(Available data)

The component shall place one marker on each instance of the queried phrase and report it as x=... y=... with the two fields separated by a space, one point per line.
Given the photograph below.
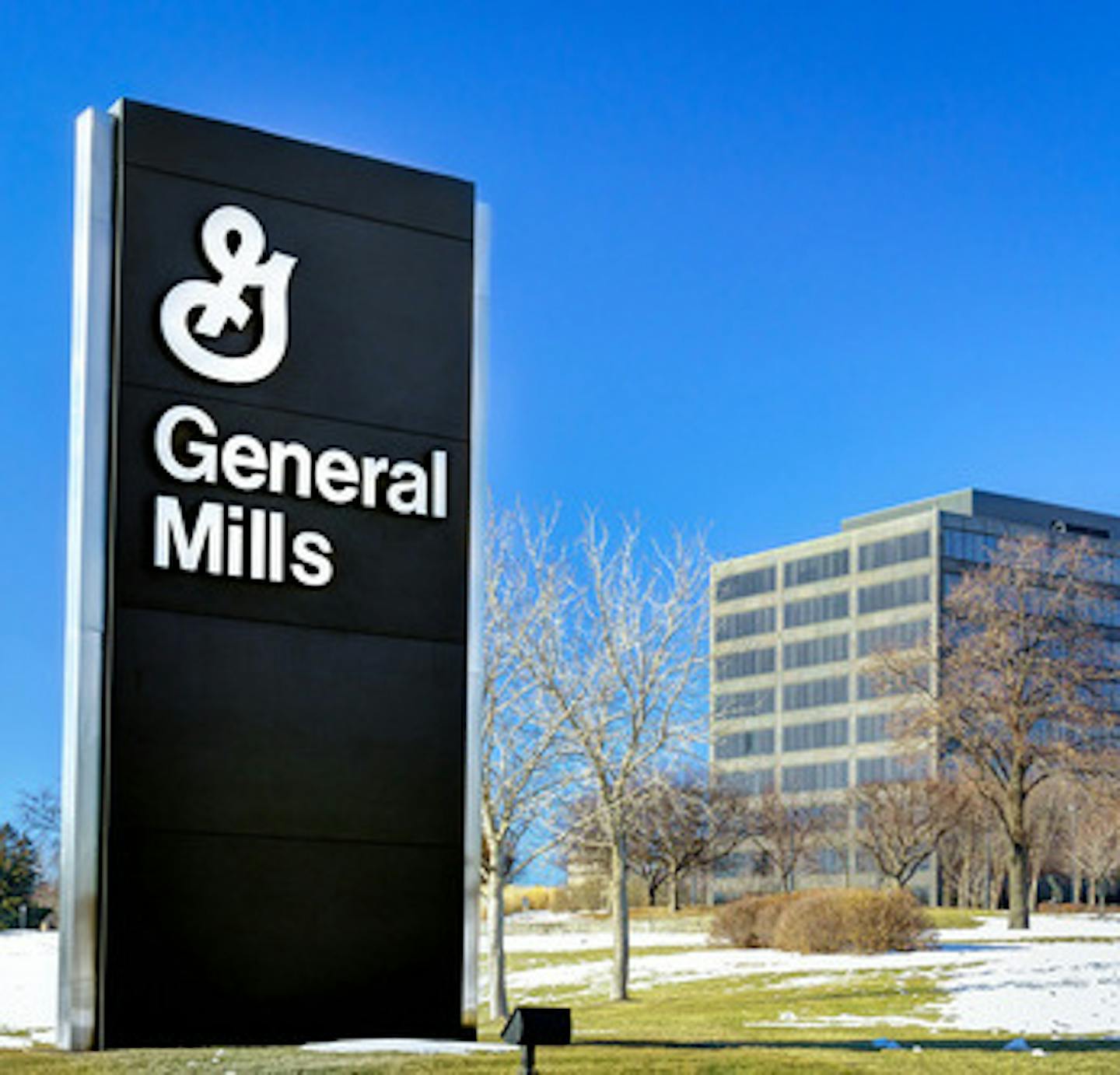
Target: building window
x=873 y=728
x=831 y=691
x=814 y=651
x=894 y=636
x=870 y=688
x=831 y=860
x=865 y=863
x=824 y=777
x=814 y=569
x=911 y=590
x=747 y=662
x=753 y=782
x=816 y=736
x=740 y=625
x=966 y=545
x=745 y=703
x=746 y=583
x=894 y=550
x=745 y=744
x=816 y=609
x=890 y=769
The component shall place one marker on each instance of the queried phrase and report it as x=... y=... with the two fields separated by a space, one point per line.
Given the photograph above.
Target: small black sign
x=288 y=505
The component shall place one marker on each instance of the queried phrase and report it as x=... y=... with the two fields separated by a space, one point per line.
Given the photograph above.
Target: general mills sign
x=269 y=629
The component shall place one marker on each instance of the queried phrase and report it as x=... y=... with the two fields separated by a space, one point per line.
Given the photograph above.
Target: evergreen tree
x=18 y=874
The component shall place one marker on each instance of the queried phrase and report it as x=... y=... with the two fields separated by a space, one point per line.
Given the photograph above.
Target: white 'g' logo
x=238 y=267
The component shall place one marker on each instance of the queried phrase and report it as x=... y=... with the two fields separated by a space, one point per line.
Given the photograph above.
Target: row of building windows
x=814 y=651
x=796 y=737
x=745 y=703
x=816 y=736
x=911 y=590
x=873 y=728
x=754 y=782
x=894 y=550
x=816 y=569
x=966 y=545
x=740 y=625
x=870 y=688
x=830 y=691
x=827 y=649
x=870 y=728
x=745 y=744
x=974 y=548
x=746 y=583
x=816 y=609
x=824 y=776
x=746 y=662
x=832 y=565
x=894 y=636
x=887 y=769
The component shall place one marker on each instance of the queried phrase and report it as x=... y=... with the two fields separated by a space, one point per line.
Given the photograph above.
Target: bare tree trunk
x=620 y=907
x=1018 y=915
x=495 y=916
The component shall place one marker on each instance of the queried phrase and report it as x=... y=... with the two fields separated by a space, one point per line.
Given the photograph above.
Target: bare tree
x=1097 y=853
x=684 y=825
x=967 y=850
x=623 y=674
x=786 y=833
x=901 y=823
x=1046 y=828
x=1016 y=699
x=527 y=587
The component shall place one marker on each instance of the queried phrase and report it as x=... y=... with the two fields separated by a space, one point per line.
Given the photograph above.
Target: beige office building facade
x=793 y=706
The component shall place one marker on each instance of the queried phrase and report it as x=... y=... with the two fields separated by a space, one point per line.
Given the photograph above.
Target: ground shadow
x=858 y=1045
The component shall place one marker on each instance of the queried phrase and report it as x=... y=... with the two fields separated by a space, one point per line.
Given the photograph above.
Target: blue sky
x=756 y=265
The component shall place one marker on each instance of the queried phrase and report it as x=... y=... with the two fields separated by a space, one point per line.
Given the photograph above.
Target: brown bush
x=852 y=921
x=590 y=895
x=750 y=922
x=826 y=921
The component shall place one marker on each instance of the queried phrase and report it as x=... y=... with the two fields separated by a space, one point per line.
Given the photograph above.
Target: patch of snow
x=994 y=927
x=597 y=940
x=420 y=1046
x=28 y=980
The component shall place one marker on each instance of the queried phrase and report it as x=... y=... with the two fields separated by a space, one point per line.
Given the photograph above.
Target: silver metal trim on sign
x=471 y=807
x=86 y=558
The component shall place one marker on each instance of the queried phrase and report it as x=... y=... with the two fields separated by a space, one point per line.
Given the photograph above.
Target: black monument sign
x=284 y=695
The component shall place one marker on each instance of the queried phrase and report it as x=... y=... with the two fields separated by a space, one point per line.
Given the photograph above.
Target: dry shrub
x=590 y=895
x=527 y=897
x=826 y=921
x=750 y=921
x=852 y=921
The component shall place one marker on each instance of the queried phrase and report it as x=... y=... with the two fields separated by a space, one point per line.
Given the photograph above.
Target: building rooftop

(End Available data)
(Available data)

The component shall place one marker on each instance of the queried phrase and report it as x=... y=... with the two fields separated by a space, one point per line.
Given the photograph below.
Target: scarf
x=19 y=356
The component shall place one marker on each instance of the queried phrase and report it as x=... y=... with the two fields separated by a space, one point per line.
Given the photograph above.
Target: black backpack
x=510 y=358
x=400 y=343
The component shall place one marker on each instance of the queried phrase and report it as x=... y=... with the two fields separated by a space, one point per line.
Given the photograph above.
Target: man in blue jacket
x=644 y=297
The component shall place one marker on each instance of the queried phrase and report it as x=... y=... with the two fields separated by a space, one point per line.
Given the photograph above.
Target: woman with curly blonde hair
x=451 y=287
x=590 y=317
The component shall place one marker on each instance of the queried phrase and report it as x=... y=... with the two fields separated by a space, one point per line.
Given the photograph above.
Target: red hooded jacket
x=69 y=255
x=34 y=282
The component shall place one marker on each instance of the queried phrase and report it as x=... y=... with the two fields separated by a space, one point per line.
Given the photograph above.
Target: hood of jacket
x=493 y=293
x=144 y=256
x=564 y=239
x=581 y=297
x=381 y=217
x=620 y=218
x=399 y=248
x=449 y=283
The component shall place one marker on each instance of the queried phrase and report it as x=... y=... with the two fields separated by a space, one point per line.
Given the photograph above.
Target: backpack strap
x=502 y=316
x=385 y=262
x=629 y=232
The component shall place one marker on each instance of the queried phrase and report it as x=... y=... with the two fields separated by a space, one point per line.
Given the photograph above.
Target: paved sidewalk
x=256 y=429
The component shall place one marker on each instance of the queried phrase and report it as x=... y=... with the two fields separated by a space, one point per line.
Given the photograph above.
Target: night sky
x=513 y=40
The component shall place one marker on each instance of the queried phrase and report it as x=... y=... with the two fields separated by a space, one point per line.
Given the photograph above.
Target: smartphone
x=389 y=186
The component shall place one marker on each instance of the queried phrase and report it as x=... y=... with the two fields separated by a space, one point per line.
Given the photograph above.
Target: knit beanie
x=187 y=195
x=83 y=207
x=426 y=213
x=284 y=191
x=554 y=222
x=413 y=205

(End Available data)

Task statement: Everything starting at the line containing "Target: black monument sign" and ending at the line containing "Target: building rooftop" in the records above should be repeated exactly, and only that.

Exercise solution:
Target: black monument sign
x=284 y=695
The component shall place one marker on each instance of the queried phrase and report it as x=... y=... with the two fields separated by a space, one point per line.
Given the photograph above.
Target: dry shrub
x=590 y=895
x=527 y=897
x=826 y=921
x=750 y=921
x=852 y=921
The component shall place one marker on each instance of the queried phrase and report it as x=... y=... with the two fields separated by a space, one point per line.
Given the photograph above.
Target: building rooftop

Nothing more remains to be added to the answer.